Marvel level 1
20 / 4 / 2024
TASK 1- Linear and Logistic Regression - HelloWorld for AIML
Linear Regression-
Linear regression analysis is used to predict the value of a variable based on the value of another variable.
Linear regression predicts the relationship between two variables by assuming a linear connection between the independent and dependent variables.
I split the California housing dataset into train and test sets (80% for training, and 20% for testing).
Here is the code: https://github.com/vvvvvvss/Linear-regression/blob/main/linear%20(1).ipynb
Logistic Regression-
Logistic regression estimates the probability of an event occuring. It provides a binary output, i.em 0 or 1.
The data tells that there are 3 different species of iris
setosa: represented by 0
versicolor: represnted by 1
virginica: represented by 2
Predicting the spices of a given iris using the sepal width and length and petal width and length.

--------------------

▶ _Exercise objective_:
Please transcribe the regression notes word for word, starting at "Marvel level 1" and ending at "20% for testing).".

Referring expression pointing data
--------------------

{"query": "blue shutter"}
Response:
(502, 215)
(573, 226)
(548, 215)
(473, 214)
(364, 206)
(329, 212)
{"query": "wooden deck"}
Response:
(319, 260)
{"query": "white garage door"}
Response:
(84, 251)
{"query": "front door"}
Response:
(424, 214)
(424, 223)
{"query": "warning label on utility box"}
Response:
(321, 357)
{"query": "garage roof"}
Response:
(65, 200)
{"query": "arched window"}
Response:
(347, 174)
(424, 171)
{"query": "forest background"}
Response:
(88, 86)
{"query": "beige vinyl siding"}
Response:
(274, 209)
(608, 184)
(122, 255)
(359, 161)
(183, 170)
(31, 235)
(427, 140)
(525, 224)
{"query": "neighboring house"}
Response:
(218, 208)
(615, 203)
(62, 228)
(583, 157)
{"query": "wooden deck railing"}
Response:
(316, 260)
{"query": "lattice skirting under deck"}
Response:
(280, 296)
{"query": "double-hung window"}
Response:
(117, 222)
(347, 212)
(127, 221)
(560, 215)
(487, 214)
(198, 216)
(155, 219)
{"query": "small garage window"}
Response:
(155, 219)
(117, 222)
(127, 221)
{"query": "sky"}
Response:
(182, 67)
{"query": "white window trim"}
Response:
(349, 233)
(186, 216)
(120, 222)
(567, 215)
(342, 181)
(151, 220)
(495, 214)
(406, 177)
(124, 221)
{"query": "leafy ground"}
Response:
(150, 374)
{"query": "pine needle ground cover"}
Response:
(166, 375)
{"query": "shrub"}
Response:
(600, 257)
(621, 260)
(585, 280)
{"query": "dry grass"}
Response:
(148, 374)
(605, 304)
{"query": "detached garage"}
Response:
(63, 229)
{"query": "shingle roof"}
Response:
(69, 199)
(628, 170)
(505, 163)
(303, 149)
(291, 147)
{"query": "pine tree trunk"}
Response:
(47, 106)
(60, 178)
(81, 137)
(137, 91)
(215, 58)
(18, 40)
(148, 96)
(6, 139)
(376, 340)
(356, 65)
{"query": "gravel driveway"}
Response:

--------------------

▶ _Solved exercise_:
Marvel level 1
20 / 4 / 2024
TASK 1- Linear and Logistic Regression - HelloWorld for AIML
Linear Regression-
Linear regression analysis is used to predict the value of a variable based on the value of another variable.
Linear regression predicts the relationship between two variables by assuming a linear connection between the independent and dependent variables.
I split the California housing dataset into train and test sets (80% for training, and 20% for testing).